WHAT YOU ARE ASKED TO DO:
Please rewrite the rows below, replacing "green foliage" with "leafy greenery" and changing nothing else. Leave the pictures out of your answer.

RECORD SET:
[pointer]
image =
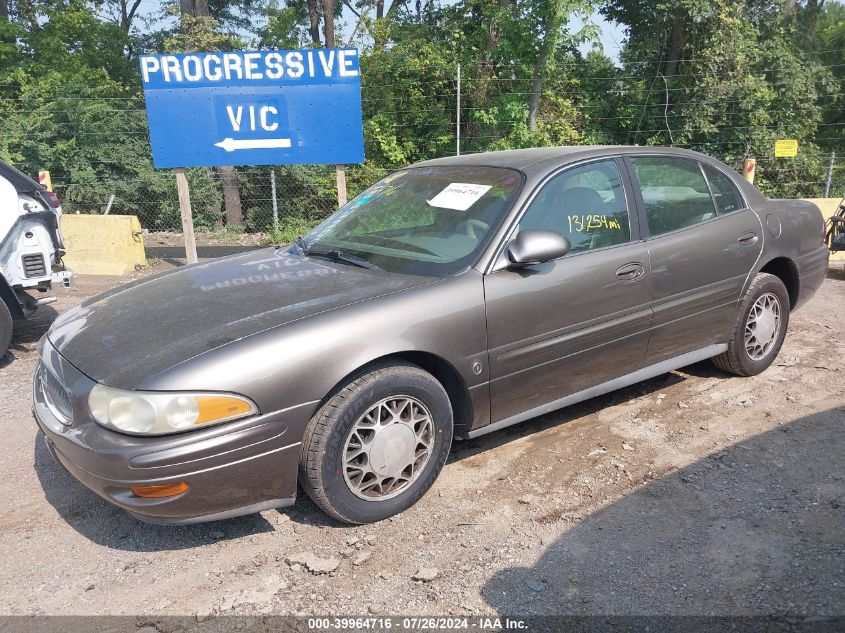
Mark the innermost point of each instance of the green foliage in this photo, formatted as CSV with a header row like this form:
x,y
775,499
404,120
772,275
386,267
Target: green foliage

SOLUTION:
[pointer]
image =
Mark the innermost point of each instance of the leafy greenery in this photo, formatted as CSV with a header row like this form:
x,y
775,499
404,120
772,275
386,267
Target: leafy greenery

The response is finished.